Aim A:
Count the lines in the rows below that contain the string "green", treating case as significant, and reply with only that number.

Provided text:

Start

The *graf_handle* call returns the handle to the physical 
workstation. What we really need for our program is a handle 
to a virtual workstation. It's kind of tough to explain the 
difference, but I'll give it a shot.
	A particular device may have many virtual workstations, 
but only one physical workstation. The physical workstation 
is directly associated with the device itself, usually the 
screen. You can think of a virtual workstation as a 
"pretend" device. It has its own section of memory and keeps 
its data and status completely separate from all other 
virtual workstations. When you activate an application (such 
as clicking on a desk accessory), it becomes bound to the 
physical workstation. In a sense, it becomes the physical 
workstation.

End

[Image location labeling entries]
Start

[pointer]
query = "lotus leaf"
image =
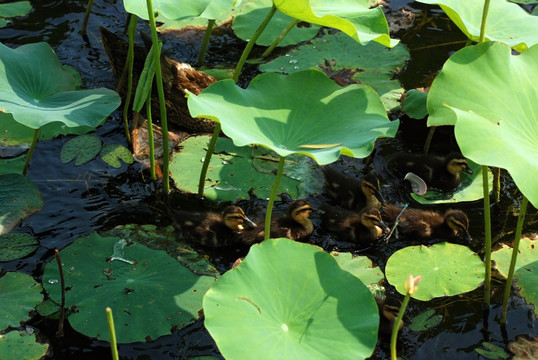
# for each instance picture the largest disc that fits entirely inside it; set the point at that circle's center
(147, 303)
(293, 302)
(42, 93)
(447, 269)
(347, 62)
(304, 113)
(21, 345)
(19, 294)
(507, 22)
(20, 198)
(16, 245)
(495, 125)
(252, 14)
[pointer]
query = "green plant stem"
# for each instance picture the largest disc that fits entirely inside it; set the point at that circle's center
(30, 152)
(279, 38)
(150, 138)
(203, 50)
(515, 250)
(160, 91)
(207, 159)
(272, 196)
(251, 43)
(487, 237)
(396, 327)
(113, 343)
(86, 17)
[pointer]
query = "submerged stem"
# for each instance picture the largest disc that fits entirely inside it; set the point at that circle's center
(272, 198)
(513, 260)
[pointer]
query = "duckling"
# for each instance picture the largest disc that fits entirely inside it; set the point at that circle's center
(364, 227)
(443, 173)
(351, 193)
(425, 224)
(216, 230)
(294, 225)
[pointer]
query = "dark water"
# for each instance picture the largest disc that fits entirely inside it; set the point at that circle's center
(95, 197)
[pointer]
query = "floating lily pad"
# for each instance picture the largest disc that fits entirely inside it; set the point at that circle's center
(470, 189)
(507, 22)
(155, 287)
(495, 125)
(16, 245)
(84, 148)
(19, 294)
(296, 114)
(113, 153)
(21, 345)
(251, 16)
(526, 269)
(293, 302)
(447, 269)
(347, 62)
(20, 198)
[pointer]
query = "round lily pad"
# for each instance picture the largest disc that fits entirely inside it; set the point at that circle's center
(16, 245)
(19, 294)
(149, 291)
(290, 300)
(447, 269)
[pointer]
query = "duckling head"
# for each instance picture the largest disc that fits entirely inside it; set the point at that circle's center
(456, 163)
(235, 219)
(458, 222)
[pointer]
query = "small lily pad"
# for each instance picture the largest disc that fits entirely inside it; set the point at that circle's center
(19, 294)
(16, 245)
(84, 148)
(113, 153)
(447, 269)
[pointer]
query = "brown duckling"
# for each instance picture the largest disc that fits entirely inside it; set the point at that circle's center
(294, 225)
(215, 230)
(439, 172)
(425, 224)
(351, 193)
(364, 227)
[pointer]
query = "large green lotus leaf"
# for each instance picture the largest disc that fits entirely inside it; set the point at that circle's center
(347, 62)
(290, 300)
(252, 14)
(16, 245)
(447, 269)
(181, 9)
(148, 297)
(38, 93)
(20, 345)
(470, 190)
(19, 294)
(305, 113)
(507, 22)
(20, 198)
(526, 269)
(352, 17)
(495, 125)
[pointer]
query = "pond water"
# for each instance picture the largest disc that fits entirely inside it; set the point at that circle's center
(95, 197)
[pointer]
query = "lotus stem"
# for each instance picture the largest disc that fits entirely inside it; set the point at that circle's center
(86, 17)
(279, 38)
(30, 152)
(487, 237)
(201, 55)
(160, 91)
(272, 198)
(113, 343)
(62, 288)
(251, 43)
(207, 159)
(515, 250)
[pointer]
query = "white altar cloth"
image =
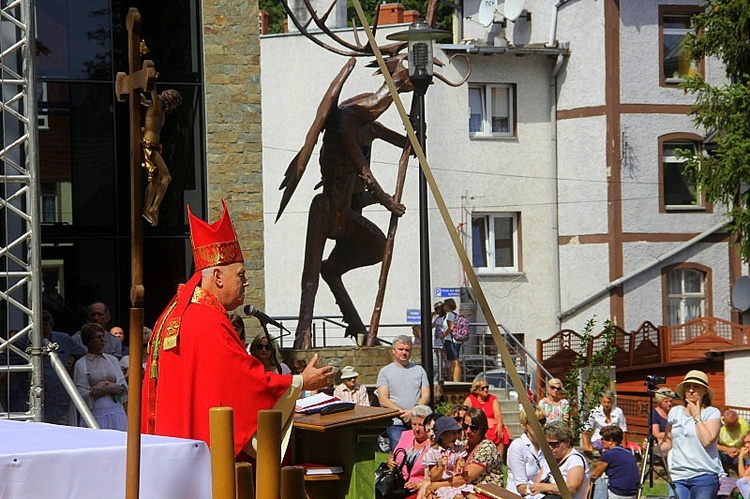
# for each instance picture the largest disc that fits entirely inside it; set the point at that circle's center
(39, 460)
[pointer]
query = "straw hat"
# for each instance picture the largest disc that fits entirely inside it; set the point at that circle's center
(665, 392)
(348, 372)
(443, 424)
(697, 377)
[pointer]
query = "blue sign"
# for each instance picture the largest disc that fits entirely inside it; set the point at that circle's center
(413, 316)
(447, 292)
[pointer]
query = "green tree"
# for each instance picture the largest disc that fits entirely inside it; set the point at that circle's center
(589, 377)
(722, 31)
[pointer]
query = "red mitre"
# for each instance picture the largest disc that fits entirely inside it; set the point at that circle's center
(214, 244)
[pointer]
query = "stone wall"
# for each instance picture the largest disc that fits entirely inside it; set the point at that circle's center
(366, 360)
(233, 128)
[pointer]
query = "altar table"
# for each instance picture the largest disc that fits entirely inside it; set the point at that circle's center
(51, 461)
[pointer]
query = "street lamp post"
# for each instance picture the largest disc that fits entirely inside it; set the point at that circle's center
(420, 37)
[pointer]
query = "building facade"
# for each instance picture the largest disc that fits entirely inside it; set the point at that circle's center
(558, 161)
(208, 52)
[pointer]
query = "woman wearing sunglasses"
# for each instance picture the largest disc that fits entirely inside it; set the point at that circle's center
(483, 463)
(555, 406)
(525, 457)
(692, 434)
(489, 404)
(573, 465)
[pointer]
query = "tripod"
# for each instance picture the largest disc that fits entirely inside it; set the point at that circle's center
(648, 455)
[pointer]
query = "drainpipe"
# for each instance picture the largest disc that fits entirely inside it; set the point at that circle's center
(557, 299)
(553, 24)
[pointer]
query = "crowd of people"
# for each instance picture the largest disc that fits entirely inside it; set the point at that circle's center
(95, 358)
(444, 456)
(700, 446)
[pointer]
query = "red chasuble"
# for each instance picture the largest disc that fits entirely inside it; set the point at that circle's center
(196, 362)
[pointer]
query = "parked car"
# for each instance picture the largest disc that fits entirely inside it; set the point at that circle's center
(499, 379)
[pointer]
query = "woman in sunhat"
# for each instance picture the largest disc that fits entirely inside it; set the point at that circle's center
(692, 433)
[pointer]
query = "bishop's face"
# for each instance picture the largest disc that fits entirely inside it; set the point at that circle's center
(233, 284)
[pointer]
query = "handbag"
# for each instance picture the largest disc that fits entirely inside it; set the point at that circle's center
(389, 483)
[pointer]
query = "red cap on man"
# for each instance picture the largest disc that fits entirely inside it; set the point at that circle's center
(214, 244)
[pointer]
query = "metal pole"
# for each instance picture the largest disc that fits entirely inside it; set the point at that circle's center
(425, 294)
(33, 206)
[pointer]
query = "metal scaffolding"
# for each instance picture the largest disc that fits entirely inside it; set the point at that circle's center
(20, 244)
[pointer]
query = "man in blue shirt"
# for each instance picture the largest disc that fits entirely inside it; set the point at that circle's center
(620, 465)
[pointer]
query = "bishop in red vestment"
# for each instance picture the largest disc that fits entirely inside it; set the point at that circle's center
(196, 361)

End

Aim B:
Copy the stretch of the workstation text from "The *graf_handle* call" through "give it a shot.".

Exercise output A:
3

Exercise output B:
The *graf_handle* call returns the handle to the physical 
workstation. What we really need for our program is a handle 
to a virtual workstation. It's kind of tough to explain the 
difference, but I'll give it a shot.